**** SUPPLIED ENTRIES ****

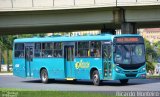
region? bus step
[66,78,75,80]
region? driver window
[103,45,112,60]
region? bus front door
[103,44,112,80]
[25,46,33,77]
[65,46,74,78]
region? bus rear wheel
[41,69,48,83]
[120,79,128,84]
[92,70,100,86]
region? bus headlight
[115,67,123,73]
[139,67,146,73]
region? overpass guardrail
[0,0,160,11]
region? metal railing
[0,0,160,9]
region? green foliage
[145,39,157,71]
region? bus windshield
[114,44,145,64]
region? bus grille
[126,74,137,77]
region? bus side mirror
[113,47,116,53]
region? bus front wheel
[92,70,100,86]
[41,69,48,83]
[120,79,128,84]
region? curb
[0,73,13,75]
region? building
[140,28,160,44]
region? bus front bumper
[112,71,146,80]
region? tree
[145,39,157,71]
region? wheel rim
[93,74,99,84]
[42,71,47,81]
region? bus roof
[14,34,140,43]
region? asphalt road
[0,75,160,91]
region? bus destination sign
[115,37,143,43]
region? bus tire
[92,70,100,86]
[120,79,128,85]
[41,69,48,83]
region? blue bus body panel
[75,58,103,79]
[13,34,145,80]
[13,58,26,77]
[31,58,65,79]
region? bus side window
[53,42,63,58]
[42,43,53,57]
[14,43,24,58]
[90,41,101,57]
[77,42,90,57]
[34,43,42,57]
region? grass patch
[0,88,116,97]
[147,75,160,79]
[0,71,13,73]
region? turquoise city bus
[13,34,146,85]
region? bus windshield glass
[114,38,145,64]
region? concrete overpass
[0,0,160,34]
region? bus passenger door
[64,46,74,78]
[102,44,112,79]
[25,46,33,77]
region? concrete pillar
[121,22,137,34]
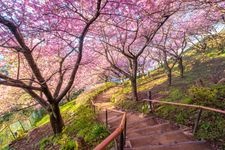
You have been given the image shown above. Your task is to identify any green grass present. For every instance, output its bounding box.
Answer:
[111,34,225,148]
[36,83,115,150]
[0,83,115,150]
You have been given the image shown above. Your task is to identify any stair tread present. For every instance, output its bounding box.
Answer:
[129,141,212,150]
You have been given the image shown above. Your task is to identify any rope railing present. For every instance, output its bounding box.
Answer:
[91,101,126,150]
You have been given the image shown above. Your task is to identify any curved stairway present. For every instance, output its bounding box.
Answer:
[95,90,212,150]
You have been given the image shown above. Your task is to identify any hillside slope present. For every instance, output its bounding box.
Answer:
[111,34,225,149]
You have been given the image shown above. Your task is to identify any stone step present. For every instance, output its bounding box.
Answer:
[129,130,191,147]
[127,123,178,137]
[127,117,157,132]
[124,141,213,150]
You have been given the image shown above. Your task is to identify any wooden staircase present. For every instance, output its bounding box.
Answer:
[99,111,212,150]
[95,88,212,150]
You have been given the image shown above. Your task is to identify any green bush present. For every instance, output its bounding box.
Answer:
[188,85,225,109]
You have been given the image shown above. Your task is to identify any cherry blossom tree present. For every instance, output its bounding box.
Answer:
[0,0,107,133]
[96,1,180,101]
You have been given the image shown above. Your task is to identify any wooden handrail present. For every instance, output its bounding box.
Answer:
[94,113,126,150]
[91,101,126,150]
[143,99,225,114]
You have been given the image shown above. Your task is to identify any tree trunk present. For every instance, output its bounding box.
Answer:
[131,59,138,101]
[167,69,172,86]
[178,57,184,78]
[49,104,64,134]
[130,78,138,101]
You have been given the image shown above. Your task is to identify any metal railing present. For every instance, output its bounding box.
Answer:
[142,91,225,134]
[91,101,127,150]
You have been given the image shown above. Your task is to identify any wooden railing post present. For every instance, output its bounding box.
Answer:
[93,105,96,113]
[105,109,108,127]
[193,109,202,134]
[120,132,124,150]
[7,126,16,139]
[148,91,153,112]
[123,117,127,145]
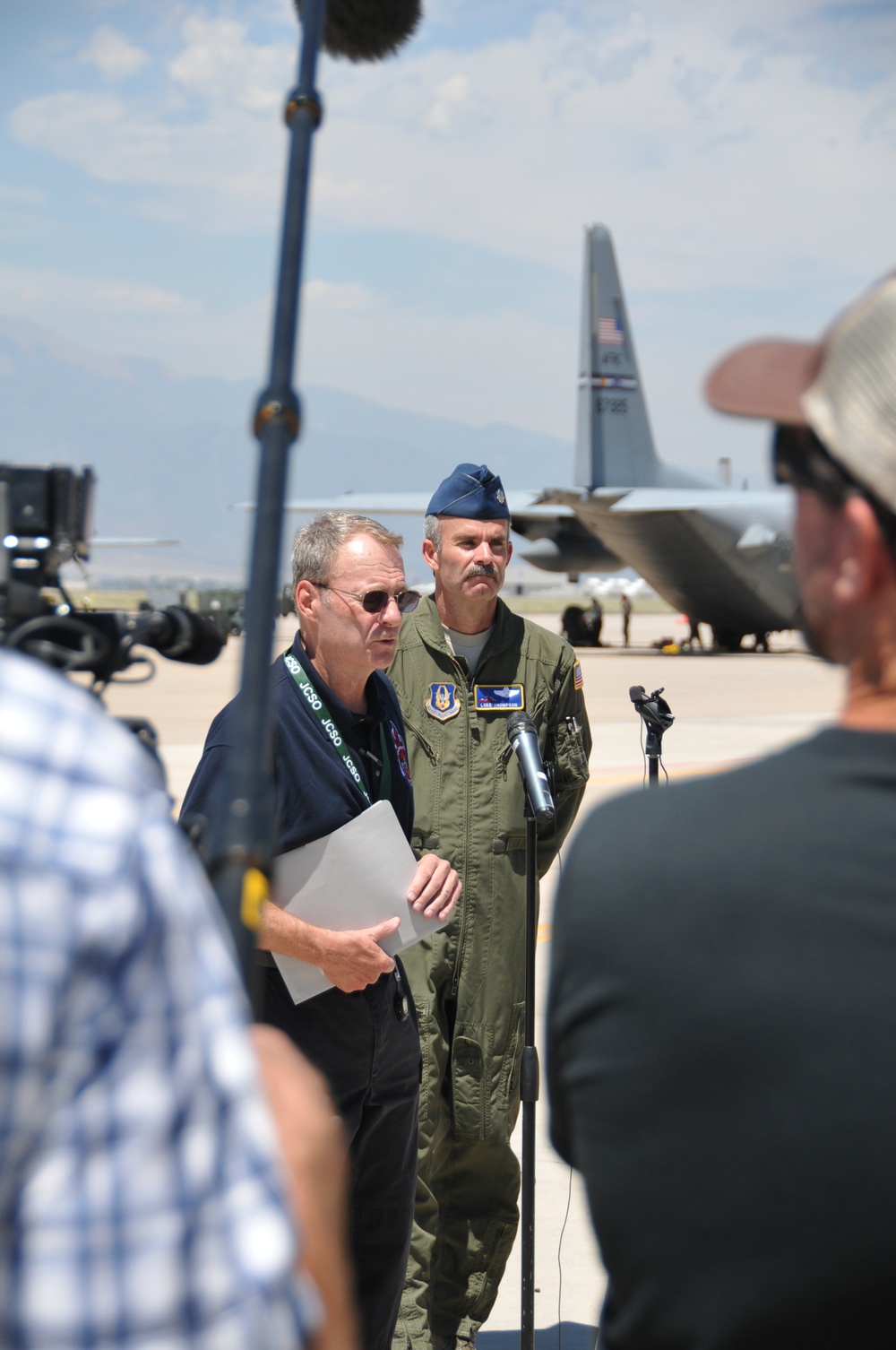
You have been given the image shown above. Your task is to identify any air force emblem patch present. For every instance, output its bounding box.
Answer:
[426,685,461,723]
[472,685,526,713]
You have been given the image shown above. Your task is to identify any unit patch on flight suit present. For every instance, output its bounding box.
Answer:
[472,685,526,713]
[426,685,461,723]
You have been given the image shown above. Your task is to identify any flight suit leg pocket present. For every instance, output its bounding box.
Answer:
[494,1003,526,1139]
[451,1035,490,1139]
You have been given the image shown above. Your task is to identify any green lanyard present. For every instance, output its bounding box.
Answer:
[283,652,392,806]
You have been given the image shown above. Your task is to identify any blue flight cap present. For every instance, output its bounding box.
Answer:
[426,464,510,520]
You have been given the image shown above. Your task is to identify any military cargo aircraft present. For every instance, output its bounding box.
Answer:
[275,226,799,651]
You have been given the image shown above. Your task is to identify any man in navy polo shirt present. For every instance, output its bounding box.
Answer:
[184,512,461,1350]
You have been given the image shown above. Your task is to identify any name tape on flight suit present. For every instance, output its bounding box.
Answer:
[472,685,526,713]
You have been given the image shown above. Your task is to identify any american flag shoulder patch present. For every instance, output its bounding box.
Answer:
[598,316,625,347]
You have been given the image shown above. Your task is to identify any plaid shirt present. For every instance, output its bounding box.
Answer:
[0,652,314,1350]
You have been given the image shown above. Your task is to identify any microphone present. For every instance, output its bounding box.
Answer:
[296,0,419,62]
[507,713,555,825]
[133,605,226,665]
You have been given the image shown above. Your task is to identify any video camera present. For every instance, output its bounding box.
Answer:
[0,464,226,694]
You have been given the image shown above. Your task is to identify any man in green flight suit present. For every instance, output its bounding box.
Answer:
[389,464,591,1350]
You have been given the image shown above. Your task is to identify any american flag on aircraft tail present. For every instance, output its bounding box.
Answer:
[598,317,625,347]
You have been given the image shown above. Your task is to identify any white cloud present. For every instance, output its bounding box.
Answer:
[168,15,293,114]
[10,0,896,289]
[0,182,47,206]
[302,280,378,313]
[78,23,150,80]
[0,0,896,454]
[0,266,202,323]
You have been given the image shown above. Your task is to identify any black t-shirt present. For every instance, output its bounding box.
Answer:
[181,635,414,853]
[547,729,896,1350]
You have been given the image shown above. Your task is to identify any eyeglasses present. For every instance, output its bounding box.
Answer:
[312,582,419,614]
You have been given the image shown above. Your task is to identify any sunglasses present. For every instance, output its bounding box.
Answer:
[771,425,865,506]
[771,425,896,548]
[312,582,419,614]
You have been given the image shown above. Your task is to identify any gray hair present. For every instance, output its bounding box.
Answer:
[424,515,441,553]
[290,510,403,594]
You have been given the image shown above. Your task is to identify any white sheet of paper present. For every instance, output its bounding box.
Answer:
[271,802,448,1003]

****

▶ STATED PROBLEM
Can you copy every item above word for word, with the pictures left out?

▶ EXERCISE ANSWER
region? bus step
[66,78,75,80]
region? driver window
[103,45,112,60]
region? bus front door
[103,44,112,80]
[25,46,33,77]
[65,46,74,78]
region? bus rear wheel
[41,69,48,83]
[120,79,128,84]
[92,70,100,86]
region? bus headlight
[115,67,123,73]
[139,67,146,73]
region? overpass guardrail
[0,0,160,11]
region? metal railing
[0,0,160,9]
region? green foliage
[145,39,157,71]
region? bus windshield
[114,44,145,64]
region? bus grille
[126,74,137,77]
region? bus side mirror
[113,47,116,53]
region? bus front wheel
[92,70,100,86]
[41,69,48,83]
[120,79,128,84]
region? curb
[0,73,13,75]
region? building
[140,28,160,44]
region? bus front bumper
[112,71,146,80]
region? tree
[145,39,157,71]
region? wheel rim
[93,74,99,84]
[42,71,47,81]
region? bus roof
[14,34,140,43]
region? asphalt road
[0,75,160,91]
region? bus destination sign
[115,37,143,43]
region? bus tire
[92,70,100,86]
[120,79,128,85]
[41,69,48,83]
region? blue bus body panel
[75,58,103,79]
[13,34,145,80]
[13,58,26,77]
[31,58,65,79]
region? bus side window
[53,42,63,58]
[42,43,53,57]
[14,43,24,58]
[90,41,101,57]
[77,42,90,57]
[34,43,42,57]
region? grass patch
[0,88,116,97]
[147,75,160,79]
[0,71,13,73]
region? turquoise city bus
[13,34,146,85]
region? bus windshield glass
[114,38,145,64]
region? concrete overpass
[0,0,160,34]
region? bus passenger door
[64,46,74,78]
[102,44,112,79]
[25,46,33,77]
region? concrete pillar
[121,22,137,34]
You have been given the image shown above. Your task is to identify any green grass present. For every instance, output its bounding box.
Answer:
[111,34,225,148]
[36,83,115,150]
[0,83,115,150]
You have been given the image shown above. Your task is to identify any stair tread present. For every instance, output its bounding box.
Answer:
[129,141,212,150]
You have been given the image shown above. Your task is to identify any rope railing present. For every instance, output its bounding box.
Answer:
[91,101,126,150]
You have been given the image shown above. Your task is to identify any curved stairway present. For every instance, output its bounding box.
Answer:
[95,90,212,150]
You have been given the image shown above. Your task is to identify any hillside slope present. For every instance, output its bounding box.
Answer:
[111,34,225,149]
You have been given the image shown above. Your task is to identify any stone step present. For every instance, output its bounding box.
Answer:
[129,130,191,147]
[127,123,178,137]
[127,117,157,132]
[124,141,213,150]
You have been given the image shown above. Your task is to identify any wooden staircase present. For every instance, output its bounding box.
Answer:
[99,111,212,150]
[95,88,212,150]
You have been given the image shown above. Your task is to identify any green bush present. For every instance, output its bounding box.
Answer:
[188,85,225,109]
You have been given the image shown above. Your task is to identify any cherry blossom tree present. For every instance, output its bounding box.
Answer:
[0,0,107,133]
[96,1,180,101]
You have been given the image shown above. Your task is to identify any wooden handrail present. For every instance, output its bounding box.
Answer:
[94,113,126,150]
[91,101,126,150]
[143,99,225,114]
You have been given the image shown above. Your task is to identify any tree trunk present. For every instance, output its bounding box.
Answer:
[131,59,138,101]
[167,69,172,86]
[178,57,184,78]
[49,104,64,134]
[130,78,138,101]
You have been given the image shown above. Your task is to identify any metal railing present. For every instance, output its bounding box.
Answer:
[142,91,225,134]
[91,101,127,150]
You have been given the image shown above. Your task is to identify any wooden railing post present. For every instance, output its bounding box.
Answer:
[93,105,96,113]
[105,109,108,127]
[193,109,202,134]
[120,132,124,150]
[7,126,16,139]
[148,91,153,112]
[123,117,127,145]
You have been given the image shown above. Your task is to identify any air force emblem patch present. For every instance, output its bounding box.
Answer:
[426,685,461,723]
[472,685,526,713]
You have been given the image shown above. Your task is to identify any unit patch on flight suit present. For every instance, output its bounding box.
Answer:
[472,685,526,713]
[426,685,461,723]
You have been given the image shown above. Your task is to identify any flight suit leg pocket present. For every instance, output its bounding box.
Answer:
[494,1003,526,1139]
[451,1035,490,1139]
You have been given the image shown above. Your task is to identify any green lanyard present. For every instance, output its bounding box.
Answer:
[283,652,392,806]
You have been given the image shown above. Your task is to identify any blue flight cap present. For every instance, output its bounding box.
Answer:
[426,464,510,520]
You have been given the image shown above. Your task is to identify any military cargo aircraft present. For every instance, output its bounding box.
Answer:
[275,226,799,651]
You have been given the image shown above. Your task is to identify any man in navy polo shirt present. For every instance, output its bounding box.
Answer:
[184,512,461,1350]
You have been given the image shown above. Your task is to identify any name tape on flight suit present. For every instance, output its bounding box.
Answer:
[472,685,526,713]
You have been given the image shown above. Your task is to identify any american flag shoulder patch present. For every instance, output its bounding box.
Answer:
[598,316,625,347]
You have been given the image shown above. Your task is to identify any plaid shirt present. For every instance, output its bounding box.
Answer:
[0,652,314,1350]
You have been given the image shown above. Your task is to identify any microphone present. For every instance, output its bounding box.
Answer:
[296,0,419,62]
[507,713,555,825]
[133,605,226,665]
You have been given the image shown above. Your task is to identify any video camera present. For every instance, output its bounding box.
Answer:
[0,464,226,694]
You have been given the image shown above. Your task is to identify any man in green flight suit present. For every instance, output its bounding box.
Answer:
[389,464,591,1350]
You have been given the image shown above. Your task is to identify any american flag on aircraft tail present. For every instance, output its bounding box.
Answer:
[598,317,625,347]
You have been given the image shown above. Your task is to identify any white cloud present. For every instance, output its bounding box.
Answer:
[168,15,293,114]
[10,0,896,289]
[0,182,47,206]
[302,280,378,313]
[78,23,150,80]
[0,0,896,454]
[0,266,202,323]
You have been given the image shown above. Your task is to identify any black t-shirt present. For every instance, output its bounding box.
Answer:
[181,635,414,853]
[547,729,896,1350]
You have been given the image shown above. Your task is to identify any eyeglasses present. For every instance, output its bounding box.
Answer:
[312,582,419,614]
You have been given the image shown above. Your task is to identify any sunglasses present. For every instance, output its bounding box.
Answer:
[771,425,865,506]
[771,425,896,548]
[312,582,419,614]
You have been given the image shown above. Your task is to identify any gray hair present. For every instance, output its bounding box.
Answer:
[424,515,441,553]
[290,510,403,594]
You have been given the image shown above. Your task is to identify any white sheet of paper present. For every instance, output its bounding box.
Answer:
[271,802,448,1003]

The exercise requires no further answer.